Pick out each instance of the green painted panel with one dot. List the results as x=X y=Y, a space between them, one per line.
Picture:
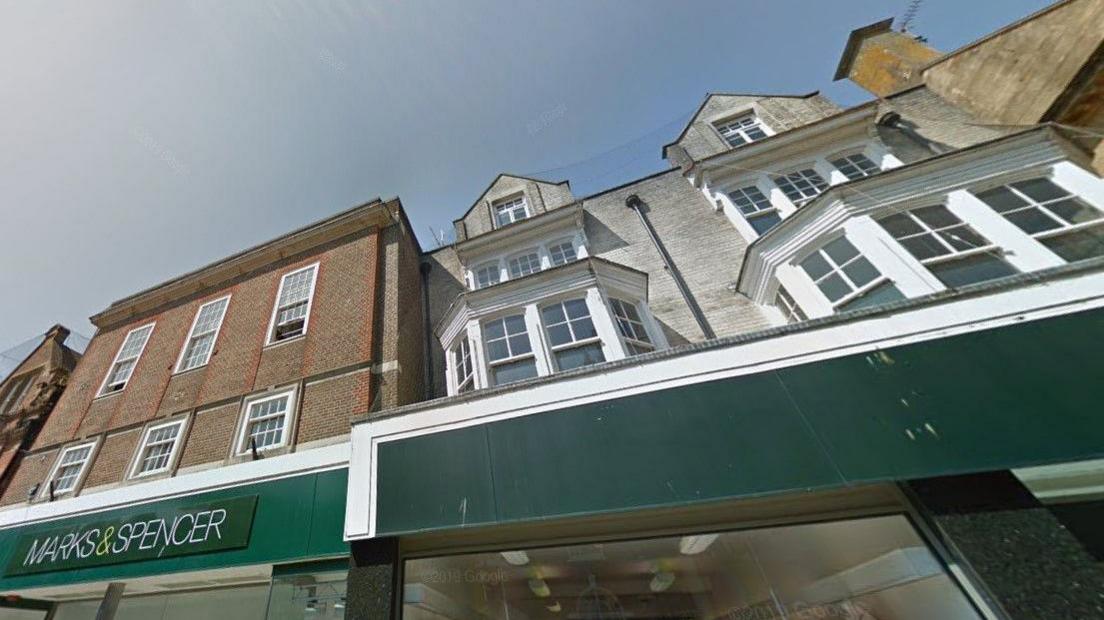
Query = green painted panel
x=155 y=532
x=283 y=531
x=1019 y=395
x=435 y=479
x=1016 y=396
x=673 y=447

▶ **WHAT YOU WILL DO**
Reproduce the data above word for word, omitting the pictures.

▶ **EXPECTED OUTPUT**
Pick out each instance of the green painted panel with one dot. List the results as x=X y=Y, a space between them, one per line.
Picture:
Query = green painted panel
x=155 y=532
x=283 y=531
x=1019 y=395
x=435 y=479
x=1016 y=396
x=673 y=447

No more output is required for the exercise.